## Start WORKING DATA

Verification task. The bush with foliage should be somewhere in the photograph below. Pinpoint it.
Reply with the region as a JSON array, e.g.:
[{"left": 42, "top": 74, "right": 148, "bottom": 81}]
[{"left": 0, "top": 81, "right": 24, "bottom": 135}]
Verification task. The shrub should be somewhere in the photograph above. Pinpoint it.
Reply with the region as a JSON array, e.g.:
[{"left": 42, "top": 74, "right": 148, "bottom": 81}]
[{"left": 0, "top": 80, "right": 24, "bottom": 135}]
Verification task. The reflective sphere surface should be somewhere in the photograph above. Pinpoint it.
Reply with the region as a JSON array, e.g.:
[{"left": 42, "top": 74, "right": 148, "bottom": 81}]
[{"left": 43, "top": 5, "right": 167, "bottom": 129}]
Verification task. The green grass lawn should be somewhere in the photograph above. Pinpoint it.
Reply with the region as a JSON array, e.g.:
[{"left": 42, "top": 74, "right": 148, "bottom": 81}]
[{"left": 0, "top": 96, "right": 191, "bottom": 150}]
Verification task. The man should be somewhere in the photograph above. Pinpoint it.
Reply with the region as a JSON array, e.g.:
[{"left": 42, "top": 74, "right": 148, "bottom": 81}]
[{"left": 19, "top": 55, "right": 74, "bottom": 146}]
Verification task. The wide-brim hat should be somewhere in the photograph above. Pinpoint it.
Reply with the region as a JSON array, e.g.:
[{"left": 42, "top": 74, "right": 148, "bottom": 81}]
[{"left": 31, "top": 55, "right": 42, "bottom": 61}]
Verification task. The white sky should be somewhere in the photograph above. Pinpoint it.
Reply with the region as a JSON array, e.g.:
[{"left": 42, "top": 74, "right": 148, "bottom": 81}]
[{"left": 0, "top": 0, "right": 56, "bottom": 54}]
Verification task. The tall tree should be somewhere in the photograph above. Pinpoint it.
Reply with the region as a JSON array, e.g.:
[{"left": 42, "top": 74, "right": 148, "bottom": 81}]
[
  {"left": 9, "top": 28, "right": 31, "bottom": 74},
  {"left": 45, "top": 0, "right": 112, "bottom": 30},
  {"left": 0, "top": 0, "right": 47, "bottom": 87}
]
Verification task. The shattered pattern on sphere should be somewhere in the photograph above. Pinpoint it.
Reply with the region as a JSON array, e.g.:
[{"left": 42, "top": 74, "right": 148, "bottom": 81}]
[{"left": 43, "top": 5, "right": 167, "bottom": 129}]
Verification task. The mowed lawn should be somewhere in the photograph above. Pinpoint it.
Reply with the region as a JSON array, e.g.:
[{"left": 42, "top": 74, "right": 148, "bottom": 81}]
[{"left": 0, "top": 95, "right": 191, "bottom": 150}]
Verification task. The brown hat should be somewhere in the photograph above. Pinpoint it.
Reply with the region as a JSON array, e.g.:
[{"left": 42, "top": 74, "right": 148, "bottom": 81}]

## End WORKING DATA

#### [SET PROBLEM]
Print the lines above exactly as they appear, without any changes.

#### [COMPLETED TASK]
Verification task. The bush with foliage should be somewhere in the photograph below. Pinpoint it.
Reply with the region as a JSON array, e.g.:
[{"left": 42, "top": 74, "right": 148, "bottom": 81}]
[{"left": 0, "top": 81, "right": 24, "bottom": 135}]
Verification task. The shrub should be somewhere in the photograph above. Pinpoint it.
Reply with the region as a JSON array, e.g.:
[{"left": 42, "top": 74, "right": 148, "bottom": 81}]
[{"left": 0, "top": 80, "right": 24, "bottom": 135}]
Verification task. The reflective sphere surface should be somewhere in the photograph above. Pinpoint it.
Reply with the region as a JSON array, e.g.:
[{"left": 42, "top": 74, "right": 148, "bottom": 81}]
[{"left": 43, "top": 5, "right": 167, "bottom": 129}]
Verification task. The green grass lawn should be somewhere in the photograph above. Pinpoint it.
Reply with the region as a JSON array, e.g.:
[{"left": 42, "top": 74, "right": 148, "bottom": 81}]
[{"left": 0, "top": 96, "right": 191, "bottom": 150}]
Verification task. The man should be somewhere in the photograph above. Pinpoint it.
Reply with the region as a JSON array, e.g.:
[{"left": 42, "top": 74, "right": 148, "bottom": 81}]
[{"left": 19, "top": 55, "right": 74, "bottom": 146}]
Verification task. The wide-brim hat should be somewhere in the photograph above. Pinpoint it.
Reply with the region as a JSON array, e.g.:
[{"left": 42, "top": 74, "right": 148, "bottom": 81}]
[{"left": 31, "top": 55, "right": 42, "bottom": 61}]
Verification task. The white sky should be somewhere in the photograph above. Pinpoint it.
Reply with the region as a JSON array, e.g.:
[{"left": 42, "top": 74, "right": 148, "bottom": 81}]
[{"left": 0, "top": 0, "right": 56, "bottom": 54}]
Verification task. The tall tree should be somewhere in the photograph above. Pinpoint it.
Reply with the region as a JSON array, e.g.:
[{"left": 42, "top": 74, "right": 148, "bottom": 81}]
[
  {"left": 9, "top": 28, "right": 31, "bottom": 74},
  {"left": 45, "top": 0, "right": 112, "bottom": 30},
  {"left": 0, "top": 0, "right": 47, "bottom": 87}
]
Verification task. The shattered pattern on sphere should be somewhere in the photograph above. Pinpoint it.
Reply with the region as a JSON array, e.g.:
[{"left": 42, "top": 74, "right": 148, "bottom": 81}]
[{"left": 43, "top": 5, "right": 167, "bottom": 129}]
Verification task. The mowed lawn should be somewhere in the photograph above. Pinpoint it.
Reply with the region as a JSON array, e.g.:
[{"left": 42, "top": 74, "right": 148, "bottom": 81}]
[{"left": 0, "top": 95, "right": 191, "bottom": 150}]
Verification task. The brown hat should be somewhere in the photograph above. Pinpoint it.
Reply with the region as a JSON array, e.g.:
[{"left": 42, "top": 74, "right": 148, "bottom": 81}]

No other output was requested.